Extrait du texte —

* * * * * * * * *

La sensibilité du peintre est à la fois dans le ressenti et dans son expression par les couleurs : "Dans mon tableau de Café de nuit, j'ai cherché à exprimer que le café est un endroit où l'on peut se ruiner, devenir fou, commettre des crimes. Enfin j'ai cherché par des contrastes de rose tendre et de rouge sang et lie-de-vin, de doux vert Louis XV, et Véronèse, contrastant  avec les vert-jaune et les vert-bleu durs, tout cela dans une atmosphère de fournaise infernale, de souffre pâle, à exprimer comme la puissance des ténèbres d'un assommoir ". Ce passage exprime avec des mots simples la transmutation du ressenti dans l'image qu'est le tableau, sans avoir à faire appel à la symbolique des couleurs.

L'extrême simplicité avec laquelle Van Gogh décrit ses tableaux, empêche de paraphraser leur description, mais en contre point Artaud exprime le sentiment du spectateur pris entre la force de l'image et la puissance du ressenti : " Il n'y a pas de fantômes dans les tableaux de Van Gogh, pas de visions, pas d'hallucinations. C'est de la vérité torride d'un soleil de deux heures de l'après-midi. Un lent cauchemar génésique  petit à petit élucidé. Sans cauchemar et sans effet. ".

* * * * * * * * *

À faire —
**A)** Répondez à ces questions sur l'extrait consacré à Van Gogh :
(i) Quel tableau le peintre cite-t-il en parlant de ses couleurs ?
(ii) Qui exprime le sentiment du spectateur face aux tableaux de Van Gogh ?
(iii) De quelle heure est le soleil dont parle la citation d'Artaud ?
**B)** Recopiez mot pour mot le passage de l'extrait consacré à Van Gogh qui commence par « La sensibilité du » et se poursuit jusqu'à « symbolique des couleurs. ».
Les enregistrements qui suivent viennent d'une autre source.

Enregistrements —
* * * * * * * * *

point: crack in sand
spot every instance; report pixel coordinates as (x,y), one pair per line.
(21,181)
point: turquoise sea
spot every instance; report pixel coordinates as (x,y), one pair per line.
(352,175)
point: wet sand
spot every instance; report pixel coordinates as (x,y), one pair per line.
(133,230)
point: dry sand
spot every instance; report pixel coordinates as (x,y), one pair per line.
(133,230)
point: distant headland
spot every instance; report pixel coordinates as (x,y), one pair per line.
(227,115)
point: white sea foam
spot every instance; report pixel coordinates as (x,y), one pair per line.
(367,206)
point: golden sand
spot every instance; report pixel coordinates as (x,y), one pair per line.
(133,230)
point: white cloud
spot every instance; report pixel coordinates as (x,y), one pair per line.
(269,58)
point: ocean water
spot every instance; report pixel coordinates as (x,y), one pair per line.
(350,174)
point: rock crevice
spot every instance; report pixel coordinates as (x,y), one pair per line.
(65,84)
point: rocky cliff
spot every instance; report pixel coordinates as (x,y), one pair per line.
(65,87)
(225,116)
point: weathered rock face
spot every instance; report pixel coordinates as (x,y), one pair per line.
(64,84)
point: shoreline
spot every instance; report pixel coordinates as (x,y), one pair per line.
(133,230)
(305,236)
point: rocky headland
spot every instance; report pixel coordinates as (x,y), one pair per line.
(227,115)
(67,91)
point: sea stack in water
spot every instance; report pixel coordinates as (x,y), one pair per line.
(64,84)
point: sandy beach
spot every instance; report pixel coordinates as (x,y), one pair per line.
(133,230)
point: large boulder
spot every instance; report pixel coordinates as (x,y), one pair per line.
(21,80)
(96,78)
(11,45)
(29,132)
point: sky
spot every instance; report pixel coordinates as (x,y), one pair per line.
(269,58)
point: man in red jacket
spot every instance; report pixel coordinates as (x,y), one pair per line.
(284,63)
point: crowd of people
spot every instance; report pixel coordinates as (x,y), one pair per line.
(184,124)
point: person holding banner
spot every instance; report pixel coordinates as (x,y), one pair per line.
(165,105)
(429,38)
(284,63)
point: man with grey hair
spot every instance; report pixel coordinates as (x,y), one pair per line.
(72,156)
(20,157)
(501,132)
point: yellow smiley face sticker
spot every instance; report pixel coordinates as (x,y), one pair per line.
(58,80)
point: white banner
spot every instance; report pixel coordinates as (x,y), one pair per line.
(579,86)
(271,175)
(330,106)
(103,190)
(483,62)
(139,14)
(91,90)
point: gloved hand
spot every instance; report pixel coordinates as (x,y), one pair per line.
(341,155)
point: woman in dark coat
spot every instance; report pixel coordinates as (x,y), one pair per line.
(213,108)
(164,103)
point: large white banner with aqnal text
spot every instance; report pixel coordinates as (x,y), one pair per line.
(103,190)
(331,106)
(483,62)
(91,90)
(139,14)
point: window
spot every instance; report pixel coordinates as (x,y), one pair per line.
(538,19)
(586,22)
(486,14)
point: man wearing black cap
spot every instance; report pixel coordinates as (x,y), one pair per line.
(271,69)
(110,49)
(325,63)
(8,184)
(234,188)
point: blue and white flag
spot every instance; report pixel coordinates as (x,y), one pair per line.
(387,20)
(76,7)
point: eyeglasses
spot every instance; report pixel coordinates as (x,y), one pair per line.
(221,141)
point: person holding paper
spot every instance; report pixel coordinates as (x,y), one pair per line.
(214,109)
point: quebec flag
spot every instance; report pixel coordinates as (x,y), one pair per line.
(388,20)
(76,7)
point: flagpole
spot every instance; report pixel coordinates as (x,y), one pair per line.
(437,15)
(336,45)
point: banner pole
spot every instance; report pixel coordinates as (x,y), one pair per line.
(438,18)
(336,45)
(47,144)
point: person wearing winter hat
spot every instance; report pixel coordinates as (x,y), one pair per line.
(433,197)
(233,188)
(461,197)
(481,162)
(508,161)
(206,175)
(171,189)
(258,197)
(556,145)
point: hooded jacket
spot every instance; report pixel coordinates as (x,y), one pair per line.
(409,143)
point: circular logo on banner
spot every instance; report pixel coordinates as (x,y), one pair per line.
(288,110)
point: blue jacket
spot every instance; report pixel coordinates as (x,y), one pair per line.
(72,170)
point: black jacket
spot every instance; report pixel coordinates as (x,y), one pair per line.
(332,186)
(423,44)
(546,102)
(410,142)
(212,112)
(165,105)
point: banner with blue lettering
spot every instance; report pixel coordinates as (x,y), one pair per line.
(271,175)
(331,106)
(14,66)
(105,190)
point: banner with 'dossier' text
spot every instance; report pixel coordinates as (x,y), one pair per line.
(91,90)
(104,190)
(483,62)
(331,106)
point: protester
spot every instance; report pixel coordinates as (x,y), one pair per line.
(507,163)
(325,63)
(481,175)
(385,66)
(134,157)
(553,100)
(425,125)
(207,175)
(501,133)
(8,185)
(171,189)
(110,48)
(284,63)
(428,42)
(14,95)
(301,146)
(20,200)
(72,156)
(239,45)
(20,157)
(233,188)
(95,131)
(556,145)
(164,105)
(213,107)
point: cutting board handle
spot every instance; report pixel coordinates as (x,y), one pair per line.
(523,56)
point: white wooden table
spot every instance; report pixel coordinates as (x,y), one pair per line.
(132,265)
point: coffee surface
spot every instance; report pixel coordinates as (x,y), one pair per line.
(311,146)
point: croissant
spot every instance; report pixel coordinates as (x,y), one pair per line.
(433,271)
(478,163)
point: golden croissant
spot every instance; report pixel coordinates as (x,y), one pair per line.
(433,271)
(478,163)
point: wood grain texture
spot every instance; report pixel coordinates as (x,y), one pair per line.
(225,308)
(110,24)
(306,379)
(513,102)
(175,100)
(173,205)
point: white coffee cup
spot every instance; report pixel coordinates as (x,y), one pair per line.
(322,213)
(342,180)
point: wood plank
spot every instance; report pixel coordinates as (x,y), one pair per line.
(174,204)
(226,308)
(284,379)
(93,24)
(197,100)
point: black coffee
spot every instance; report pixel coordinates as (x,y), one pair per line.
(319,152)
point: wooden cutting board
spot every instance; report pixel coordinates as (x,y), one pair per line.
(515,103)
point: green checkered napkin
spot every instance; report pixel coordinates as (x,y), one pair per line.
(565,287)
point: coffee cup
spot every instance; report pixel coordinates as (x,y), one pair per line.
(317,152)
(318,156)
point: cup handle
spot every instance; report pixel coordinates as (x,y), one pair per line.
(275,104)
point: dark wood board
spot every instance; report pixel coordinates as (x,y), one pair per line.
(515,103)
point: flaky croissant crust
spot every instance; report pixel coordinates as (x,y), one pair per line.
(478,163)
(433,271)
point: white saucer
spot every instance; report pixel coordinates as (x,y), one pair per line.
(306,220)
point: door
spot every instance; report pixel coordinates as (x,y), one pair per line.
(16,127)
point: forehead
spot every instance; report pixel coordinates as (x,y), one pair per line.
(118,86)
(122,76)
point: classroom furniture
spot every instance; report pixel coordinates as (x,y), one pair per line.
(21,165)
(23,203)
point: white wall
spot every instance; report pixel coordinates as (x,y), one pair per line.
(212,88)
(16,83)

* * * * * * * * *

Réponses attendues —
**A)**
(i) Café de nuit
(ii) Artaud
(iii) Deux heures de l'après-midi

**B)**
La sensibilité du peintre est à la fois dans le ressenti et dans son expression par les couleurs : "Dans mon tableau de Café de nuit, j'ai cherché à exprimer que le café est un endroit où l'on peut se ruiner, devenir fou, commettre des crimes. Enfin j'ai cherché par des contrastes de rose tendre et de rouge sang et lie-de-vin, de doux vert Louis XV, et Véronèse, contrastant  avec les vert-jaune et les vert-bleu durs, tout cela dans une atmosphère de fournaise infernale, de souffre pâle, à exprimer comme la puissance des ténèbres d'un assommoir ". Ce passage exprime avec des mots simples la transmutation du ressenti dans l'image qu'est le tableau, sans avoir à faire appel à la symbolique des couleurs.